▸ **Exercise materials**

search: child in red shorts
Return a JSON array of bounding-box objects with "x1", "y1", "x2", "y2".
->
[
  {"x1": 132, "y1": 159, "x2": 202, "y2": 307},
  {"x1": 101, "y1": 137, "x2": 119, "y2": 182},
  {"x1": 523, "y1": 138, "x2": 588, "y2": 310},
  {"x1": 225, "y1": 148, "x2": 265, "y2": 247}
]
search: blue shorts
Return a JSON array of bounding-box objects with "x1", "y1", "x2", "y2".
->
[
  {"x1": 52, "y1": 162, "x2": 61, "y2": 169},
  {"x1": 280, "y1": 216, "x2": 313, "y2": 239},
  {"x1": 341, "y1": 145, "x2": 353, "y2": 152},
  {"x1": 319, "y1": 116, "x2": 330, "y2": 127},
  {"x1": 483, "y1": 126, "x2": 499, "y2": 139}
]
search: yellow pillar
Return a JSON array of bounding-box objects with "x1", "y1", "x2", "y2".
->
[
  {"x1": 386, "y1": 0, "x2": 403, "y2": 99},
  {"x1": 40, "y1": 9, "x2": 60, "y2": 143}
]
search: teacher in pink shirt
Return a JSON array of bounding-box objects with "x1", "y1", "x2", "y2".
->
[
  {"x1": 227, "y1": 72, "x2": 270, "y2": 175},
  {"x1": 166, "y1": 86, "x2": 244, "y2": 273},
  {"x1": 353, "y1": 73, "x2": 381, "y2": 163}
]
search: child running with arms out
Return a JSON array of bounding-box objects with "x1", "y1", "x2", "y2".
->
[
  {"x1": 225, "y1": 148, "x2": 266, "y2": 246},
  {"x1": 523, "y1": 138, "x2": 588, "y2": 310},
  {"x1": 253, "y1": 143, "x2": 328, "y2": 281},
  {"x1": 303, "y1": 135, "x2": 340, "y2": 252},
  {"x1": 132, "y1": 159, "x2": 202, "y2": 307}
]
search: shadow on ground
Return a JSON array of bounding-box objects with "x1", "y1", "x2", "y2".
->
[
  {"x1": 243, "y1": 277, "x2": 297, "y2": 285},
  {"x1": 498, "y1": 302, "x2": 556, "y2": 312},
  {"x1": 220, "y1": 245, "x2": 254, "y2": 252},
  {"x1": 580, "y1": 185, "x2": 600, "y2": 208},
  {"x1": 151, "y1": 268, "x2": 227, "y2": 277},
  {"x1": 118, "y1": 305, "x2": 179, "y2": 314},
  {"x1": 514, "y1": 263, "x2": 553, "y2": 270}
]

▸ **Description of the task**
A verbatim copy of all the entries is the expected result.

▸ **Solution**
search: child in red shorts
Return a JSON array of bounding-box objects with "x1", "y1", "x2", "y2".
->
[
  {"x1": 132, "y1": 159, "x2": 202, "y2": 307},
  {"x1": 101, "y1": 137, "x2": 119, "y2": 182},
  {"x1": 523, "y1": 138, "x2": 588, "y2": 310},
  {"x1": 225, "y1": 148, "x2": 265, "y2": 247}
]
search: blue shorts
Return a JSON array of bounding-box objects with "x1", "y1", "x2", "y2".
->
[
  {"x1": 52, "y1": 162, "x2": 61, "y2": 169},
  {"x1": 280, "y1": 216, "x2": 313, "y2": 239},
  {"x1": 341, "y1": 145, "x2": 353, "y2": 152},
  {"x1": 319, "y1": 116, "x2": 330, "y2": 127},
  {"x1": 483, "y1": 126, "x2": 499, "y2": 139}
]
search: yellow pillar
Return a JSON array of bounding-box objects with "x1", "y1", "x2", "y2".
->
[
  {"x1": 386, "y1": 0, "x2": 403, "y2": 99},
  {"x1": 40, "y1": 9, "x2": 60, "y2": 143}
]
search: teacher in pink shirt
Return a JSON array of bounding-box objects with "x1", "y1", "x2", "y2".
->
[
  {"x1": 227, "y1": 72, "x2": 270, "y2": 175},
  {"x1": 166, "y1": 86, "x2": 244, "y2": 273},
  {"x1": 353, "y1": 73, "x2": 381, "y2": 163}
]
search: child running with arms out
Return a JSON array of bounding-box objects with "x1", "y1", "x2", "y2".
->
[
  {"x1": 225, "y1": 148, "x2": 266, "y2": 246},
  {"x1": 523, "y1": 138, "x2": 588, "y2": 310},
  {"x1": 253, "y1": 143, "x2": 328, "y2": 281},
  {"x1": 303, "y1": 135, "x2": 340, "y2": 252},
  {"x1": 132, "y1": 159, "x2": 202, "y2": 307}
]
search: shadow on ground
Return a JSON array of bounding-box objects with "x1", "y1", "x2", "y2".
->
[
  {"x1": 243, "y1": 277, "x2": 297, "y2": 285},
  {"x1": 498, "y1": 302, "x2": 556, "y2": 312},
  {"x1": 220, "y1": 245, "x2": 254, "y2": 252},
  {"x1": 580, "y1": 185, "x2": 600, "y2": 208},
  {"x1": 151, "y1": 268, "x2": 227, "y2": 277},
  {"x1": 118, "y1": 305, "x2": 179, "y2": 314},
  {"x1": 514, "y1": 263, "x2": 553, "y2": 270}
]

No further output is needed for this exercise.